• DOCUMENT EXCERPT:
The Advertising Graveyard grew from his own experience in advertising. Everyone in advertising knows that, during the creation of every campaign, completely obscene, sick and unusable ideas pop into the copywriter and art director's heads.

Some of them even get as far as being shown to a client. The Advertising Graveyard, which was made famous in the US by CNN and has been profiled in a number of glossy magazines, allows creatives who are proud of work which never appeared to at last get an audience. Mr Zeldman encourages agencies to convert their banned work into electronic files and e-mail them to him with details of the banning.

The Zeldman site also provides tips and advice for other web designers, as well as giving away free software and running the Web Standards Project, a campaign to unify the systems browsers use to read web pages so that pages can be read by everyone. His pages are in the best traditions of the early days of the Internet, free, anarchic and non-commercial.

THE BEATLES BUS AD

This was an advert created by Jeffrey Zeldman himself and the one used to found the site. It was made to promote the ABC network's airing of the Beatles Anthology series, which was aired here on ITV. It was made for the agency Grey Entertainment and was rejected by the client on the grounds of bad taste.

THE HOBOKEN BREWHAUS

This was created in 1995 for a new trendy micro-brewery in Hoboken, New Jersey. Despite the fact that the pay-off line insults Germans and makes a joke of the Second World War, that was not why the advert never appeared. The reason was that the owners of the bar never managed to open it.

ERICSSON VIBRATOR

This advert was created in 1999 by Young & Rubicam Europe to sell a new mobile phone with a special vibrating feature. The agency must have assumed that being Scandinavian, the client would be broad-minded. It was supposed to appear on roadside posters and the client decided it would cause too much offence.

• EXTRACTED DATA:
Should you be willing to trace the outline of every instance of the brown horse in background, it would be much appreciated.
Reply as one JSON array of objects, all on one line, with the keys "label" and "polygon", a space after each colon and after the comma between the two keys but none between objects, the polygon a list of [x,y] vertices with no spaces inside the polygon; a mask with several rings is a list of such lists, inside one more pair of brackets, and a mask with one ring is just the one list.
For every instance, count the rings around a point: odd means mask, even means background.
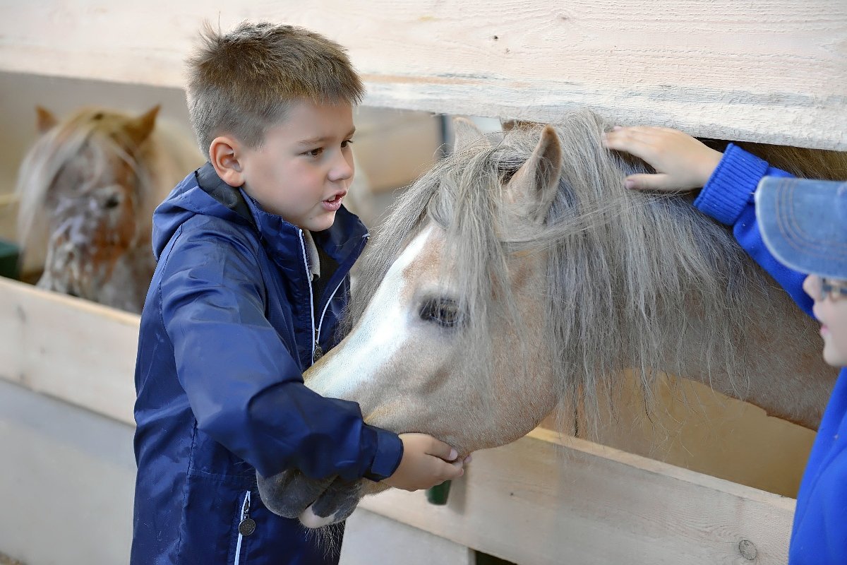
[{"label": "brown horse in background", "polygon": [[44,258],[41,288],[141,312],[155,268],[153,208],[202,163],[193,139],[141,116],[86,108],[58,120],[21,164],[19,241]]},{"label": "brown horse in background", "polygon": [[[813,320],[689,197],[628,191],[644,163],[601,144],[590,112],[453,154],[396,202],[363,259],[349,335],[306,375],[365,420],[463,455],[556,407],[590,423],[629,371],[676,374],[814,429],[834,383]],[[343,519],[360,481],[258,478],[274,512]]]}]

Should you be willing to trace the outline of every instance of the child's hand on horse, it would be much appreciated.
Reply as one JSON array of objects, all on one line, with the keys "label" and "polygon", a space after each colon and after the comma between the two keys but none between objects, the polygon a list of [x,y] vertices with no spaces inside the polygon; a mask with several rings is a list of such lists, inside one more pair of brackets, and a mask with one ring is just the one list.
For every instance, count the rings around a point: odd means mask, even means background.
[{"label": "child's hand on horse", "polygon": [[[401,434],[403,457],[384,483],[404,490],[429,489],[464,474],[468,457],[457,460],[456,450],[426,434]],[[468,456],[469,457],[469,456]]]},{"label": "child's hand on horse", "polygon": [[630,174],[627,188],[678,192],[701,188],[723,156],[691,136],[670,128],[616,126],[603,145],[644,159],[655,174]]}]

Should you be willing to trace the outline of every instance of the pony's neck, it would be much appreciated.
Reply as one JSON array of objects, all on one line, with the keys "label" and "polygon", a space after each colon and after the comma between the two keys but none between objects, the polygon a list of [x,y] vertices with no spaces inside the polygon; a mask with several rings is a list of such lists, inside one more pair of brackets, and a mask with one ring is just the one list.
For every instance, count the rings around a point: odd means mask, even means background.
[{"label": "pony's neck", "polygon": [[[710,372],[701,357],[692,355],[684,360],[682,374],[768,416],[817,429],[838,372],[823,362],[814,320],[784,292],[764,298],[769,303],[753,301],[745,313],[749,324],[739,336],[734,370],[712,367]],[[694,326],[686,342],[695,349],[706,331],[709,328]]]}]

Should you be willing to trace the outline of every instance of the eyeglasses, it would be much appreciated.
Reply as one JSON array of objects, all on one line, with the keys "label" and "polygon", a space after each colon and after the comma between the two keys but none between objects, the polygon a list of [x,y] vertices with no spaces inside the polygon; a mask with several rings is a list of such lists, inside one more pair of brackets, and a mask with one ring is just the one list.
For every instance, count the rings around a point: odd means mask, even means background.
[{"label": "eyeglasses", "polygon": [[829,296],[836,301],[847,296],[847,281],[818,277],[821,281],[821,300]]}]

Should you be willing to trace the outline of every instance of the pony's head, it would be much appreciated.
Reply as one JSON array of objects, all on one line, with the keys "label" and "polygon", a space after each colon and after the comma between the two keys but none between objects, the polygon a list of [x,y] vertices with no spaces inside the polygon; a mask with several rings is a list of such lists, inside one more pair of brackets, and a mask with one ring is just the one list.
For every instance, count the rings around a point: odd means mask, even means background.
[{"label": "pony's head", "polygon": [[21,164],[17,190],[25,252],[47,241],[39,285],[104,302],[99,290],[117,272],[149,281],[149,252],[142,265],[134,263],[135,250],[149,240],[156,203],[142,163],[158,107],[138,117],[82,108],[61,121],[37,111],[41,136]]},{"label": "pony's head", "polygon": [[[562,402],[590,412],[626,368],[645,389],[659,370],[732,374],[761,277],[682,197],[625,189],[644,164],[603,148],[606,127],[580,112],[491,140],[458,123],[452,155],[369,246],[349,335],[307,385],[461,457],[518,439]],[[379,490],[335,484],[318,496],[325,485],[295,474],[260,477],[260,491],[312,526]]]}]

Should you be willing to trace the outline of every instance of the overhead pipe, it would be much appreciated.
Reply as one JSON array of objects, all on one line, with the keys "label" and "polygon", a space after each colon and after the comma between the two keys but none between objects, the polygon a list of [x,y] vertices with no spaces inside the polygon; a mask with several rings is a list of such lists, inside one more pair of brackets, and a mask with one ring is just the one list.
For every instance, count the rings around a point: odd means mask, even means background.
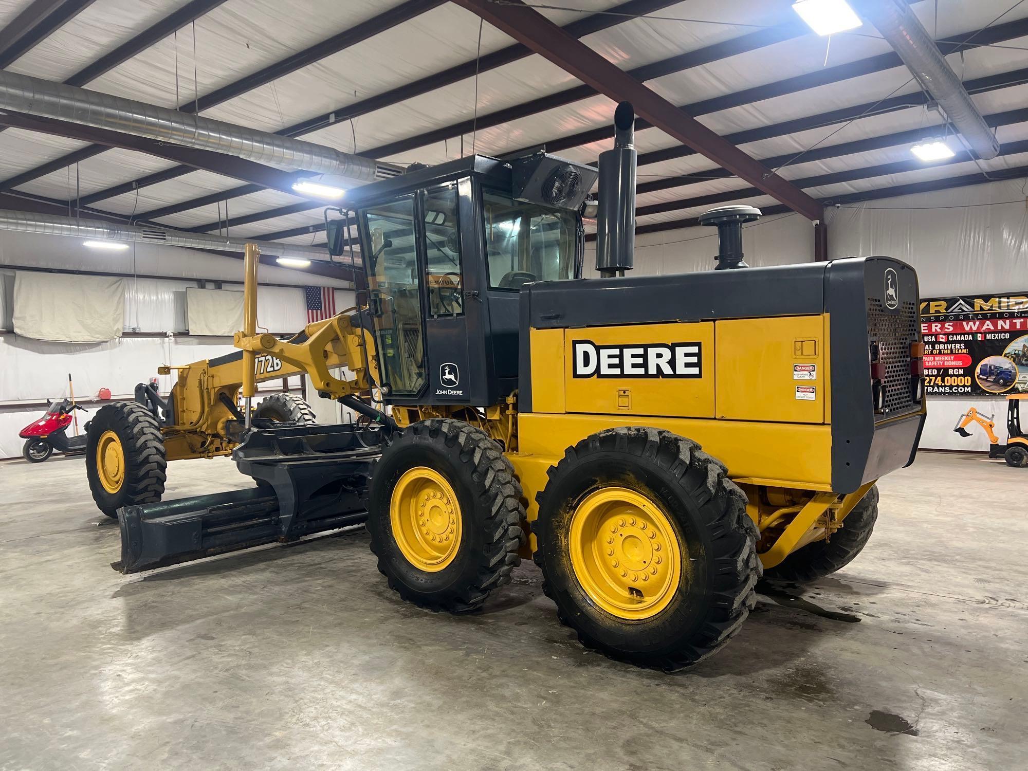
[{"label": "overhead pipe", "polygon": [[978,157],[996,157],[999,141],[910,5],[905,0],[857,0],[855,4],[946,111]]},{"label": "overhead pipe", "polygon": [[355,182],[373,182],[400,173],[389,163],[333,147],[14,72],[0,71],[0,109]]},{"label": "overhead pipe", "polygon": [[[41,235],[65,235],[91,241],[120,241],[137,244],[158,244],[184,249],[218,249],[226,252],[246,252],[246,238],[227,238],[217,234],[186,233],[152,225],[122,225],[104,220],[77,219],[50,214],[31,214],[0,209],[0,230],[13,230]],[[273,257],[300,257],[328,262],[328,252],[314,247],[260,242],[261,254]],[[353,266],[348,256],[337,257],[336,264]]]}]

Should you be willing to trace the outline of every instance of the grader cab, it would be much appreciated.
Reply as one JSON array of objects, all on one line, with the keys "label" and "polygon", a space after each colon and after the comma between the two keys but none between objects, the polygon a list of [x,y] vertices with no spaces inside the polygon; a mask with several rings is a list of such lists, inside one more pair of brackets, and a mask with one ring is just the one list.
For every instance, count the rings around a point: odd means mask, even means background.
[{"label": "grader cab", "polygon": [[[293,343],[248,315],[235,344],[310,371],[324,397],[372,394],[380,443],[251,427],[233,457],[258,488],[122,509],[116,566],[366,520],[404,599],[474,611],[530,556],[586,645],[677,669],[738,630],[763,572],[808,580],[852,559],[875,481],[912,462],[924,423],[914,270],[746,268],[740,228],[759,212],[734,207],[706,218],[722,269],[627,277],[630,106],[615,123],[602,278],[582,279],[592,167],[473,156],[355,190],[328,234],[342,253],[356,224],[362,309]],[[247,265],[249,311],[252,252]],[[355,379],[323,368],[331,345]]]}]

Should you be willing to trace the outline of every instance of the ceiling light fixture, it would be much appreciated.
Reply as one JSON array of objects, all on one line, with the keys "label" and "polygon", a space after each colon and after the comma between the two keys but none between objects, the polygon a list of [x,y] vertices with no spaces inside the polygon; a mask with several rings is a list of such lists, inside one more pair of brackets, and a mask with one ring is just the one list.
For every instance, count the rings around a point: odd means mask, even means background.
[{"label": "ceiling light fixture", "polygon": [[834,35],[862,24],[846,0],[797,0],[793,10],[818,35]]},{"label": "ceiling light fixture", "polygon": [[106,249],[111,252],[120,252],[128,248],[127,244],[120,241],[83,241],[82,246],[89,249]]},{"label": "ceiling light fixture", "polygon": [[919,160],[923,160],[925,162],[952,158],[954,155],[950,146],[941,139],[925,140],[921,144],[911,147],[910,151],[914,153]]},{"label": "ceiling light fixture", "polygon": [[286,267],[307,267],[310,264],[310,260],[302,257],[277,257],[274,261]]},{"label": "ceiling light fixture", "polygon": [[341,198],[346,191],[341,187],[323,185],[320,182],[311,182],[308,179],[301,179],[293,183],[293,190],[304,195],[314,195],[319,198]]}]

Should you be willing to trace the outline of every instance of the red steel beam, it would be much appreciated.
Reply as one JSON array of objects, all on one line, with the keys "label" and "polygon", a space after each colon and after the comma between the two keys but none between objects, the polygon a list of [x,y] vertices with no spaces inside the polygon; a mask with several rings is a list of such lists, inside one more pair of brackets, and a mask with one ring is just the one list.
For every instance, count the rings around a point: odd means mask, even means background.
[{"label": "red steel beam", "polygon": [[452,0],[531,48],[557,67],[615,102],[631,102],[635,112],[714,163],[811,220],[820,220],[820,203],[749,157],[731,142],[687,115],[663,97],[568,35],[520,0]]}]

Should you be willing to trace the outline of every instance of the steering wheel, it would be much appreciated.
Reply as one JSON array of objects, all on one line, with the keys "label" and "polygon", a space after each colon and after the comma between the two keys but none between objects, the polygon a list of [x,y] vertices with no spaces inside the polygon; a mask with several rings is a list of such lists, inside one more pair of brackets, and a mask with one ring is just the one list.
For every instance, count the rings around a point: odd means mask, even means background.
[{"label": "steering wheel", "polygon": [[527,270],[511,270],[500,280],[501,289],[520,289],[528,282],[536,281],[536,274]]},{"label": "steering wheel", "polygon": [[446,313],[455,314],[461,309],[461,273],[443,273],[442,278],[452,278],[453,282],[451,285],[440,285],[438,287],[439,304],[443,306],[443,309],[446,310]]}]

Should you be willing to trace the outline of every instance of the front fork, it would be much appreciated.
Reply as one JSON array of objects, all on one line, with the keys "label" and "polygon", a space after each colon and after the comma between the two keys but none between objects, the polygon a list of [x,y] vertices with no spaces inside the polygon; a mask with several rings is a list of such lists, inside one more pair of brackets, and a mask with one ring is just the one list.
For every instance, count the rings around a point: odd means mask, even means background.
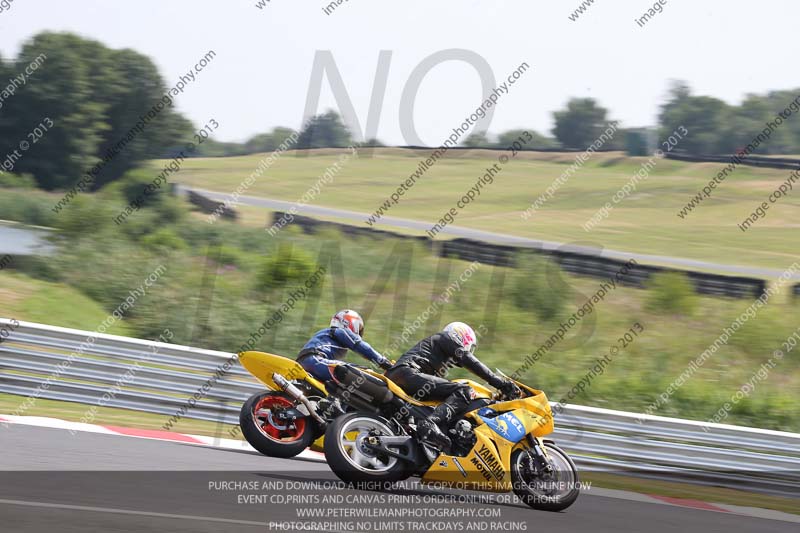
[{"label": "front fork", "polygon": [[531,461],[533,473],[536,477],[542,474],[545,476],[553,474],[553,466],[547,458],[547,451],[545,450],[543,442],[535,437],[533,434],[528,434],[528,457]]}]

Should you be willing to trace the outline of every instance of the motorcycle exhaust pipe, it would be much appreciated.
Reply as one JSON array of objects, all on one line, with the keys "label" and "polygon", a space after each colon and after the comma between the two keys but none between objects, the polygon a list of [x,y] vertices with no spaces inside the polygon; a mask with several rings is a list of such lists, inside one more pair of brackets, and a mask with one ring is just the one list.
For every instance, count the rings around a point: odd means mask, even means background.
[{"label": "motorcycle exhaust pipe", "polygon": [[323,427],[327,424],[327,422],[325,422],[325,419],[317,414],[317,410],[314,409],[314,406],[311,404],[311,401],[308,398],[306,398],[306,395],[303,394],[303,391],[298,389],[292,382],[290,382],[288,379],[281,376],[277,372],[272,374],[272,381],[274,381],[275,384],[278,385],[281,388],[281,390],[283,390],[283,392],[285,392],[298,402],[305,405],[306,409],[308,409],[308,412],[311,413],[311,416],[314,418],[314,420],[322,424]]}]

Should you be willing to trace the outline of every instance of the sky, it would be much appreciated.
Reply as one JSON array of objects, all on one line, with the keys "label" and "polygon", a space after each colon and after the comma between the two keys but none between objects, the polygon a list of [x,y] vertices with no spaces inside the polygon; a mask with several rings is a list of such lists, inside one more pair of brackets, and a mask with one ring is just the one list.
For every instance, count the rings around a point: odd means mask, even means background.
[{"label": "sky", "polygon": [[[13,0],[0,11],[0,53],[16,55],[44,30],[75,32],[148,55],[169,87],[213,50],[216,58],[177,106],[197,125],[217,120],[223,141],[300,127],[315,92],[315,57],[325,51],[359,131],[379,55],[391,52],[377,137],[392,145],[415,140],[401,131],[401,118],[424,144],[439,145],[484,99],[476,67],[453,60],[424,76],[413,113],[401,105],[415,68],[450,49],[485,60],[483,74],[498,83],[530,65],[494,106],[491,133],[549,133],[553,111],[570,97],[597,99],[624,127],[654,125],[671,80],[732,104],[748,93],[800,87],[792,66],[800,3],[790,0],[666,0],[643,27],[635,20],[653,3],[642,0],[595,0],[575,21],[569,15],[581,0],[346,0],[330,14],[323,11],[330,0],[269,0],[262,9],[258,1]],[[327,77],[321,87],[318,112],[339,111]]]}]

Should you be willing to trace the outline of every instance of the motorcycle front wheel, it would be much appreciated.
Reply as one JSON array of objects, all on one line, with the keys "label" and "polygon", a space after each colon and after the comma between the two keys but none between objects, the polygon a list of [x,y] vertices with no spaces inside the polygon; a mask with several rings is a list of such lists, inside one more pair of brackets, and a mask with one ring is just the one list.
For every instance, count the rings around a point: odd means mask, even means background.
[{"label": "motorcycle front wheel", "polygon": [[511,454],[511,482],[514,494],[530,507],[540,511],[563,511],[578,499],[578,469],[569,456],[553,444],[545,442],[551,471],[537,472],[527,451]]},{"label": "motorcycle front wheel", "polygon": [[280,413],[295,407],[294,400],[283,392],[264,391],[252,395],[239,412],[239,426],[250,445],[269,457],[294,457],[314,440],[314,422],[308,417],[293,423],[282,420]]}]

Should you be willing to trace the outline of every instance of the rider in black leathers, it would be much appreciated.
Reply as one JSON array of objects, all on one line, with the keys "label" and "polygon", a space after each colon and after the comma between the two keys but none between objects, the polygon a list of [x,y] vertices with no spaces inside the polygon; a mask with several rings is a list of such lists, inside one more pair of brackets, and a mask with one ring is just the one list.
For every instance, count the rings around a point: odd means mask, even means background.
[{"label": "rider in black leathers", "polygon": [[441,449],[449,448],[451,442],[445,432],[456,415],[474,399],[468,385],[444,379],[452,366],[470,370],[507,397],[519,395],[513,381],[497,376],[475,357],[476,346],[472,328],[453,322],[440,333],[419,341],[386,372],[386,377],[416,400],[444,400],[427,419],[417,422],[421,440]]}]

• STATED TASK 1:
In the text on the Advertising Graveyard, what kept the Hoboken Brewhaus ad from ever appearing?
• STATED TASK 2:
Pick up the Advertising Graveyard text after its final sentence and keep it going.

• WRITTEN RESPONSE 1:
The bar's owners never managed to open it.

• WRITTEN RESPONSE 2:
CAR & GRAVESIDE

This jolly little ad was created for the German National Undertakers' Association and the headline translates as: "Drive fast and we'll see you soon." In fact, as the smaller print was supposed to make clear, this was a car safety advert. Unfortunately, the client seemed to think that from a distance it would look like they were trying to drum up business.

MANHATTAN MURDERERS

Publicis made this for a suburban New York state television channel. The creative director said that he got a laugh from the client when he showed it to him, but the Columbine high school shootings scared him off using it. The agency said it wanted it to run because it would annoy Rudolph Guiliani, mayor of New York City.

THE NUTCRACKER

This advert for the Spokane Symphony Orchestra was intended to run in a magazine which was aimed at children. Nevertheless, the client's marketing man loved the advert and wanted it to run. Unfortunately, the more sober-minded directors of the symphony's board decided the advert "promoted violence" and pulled it.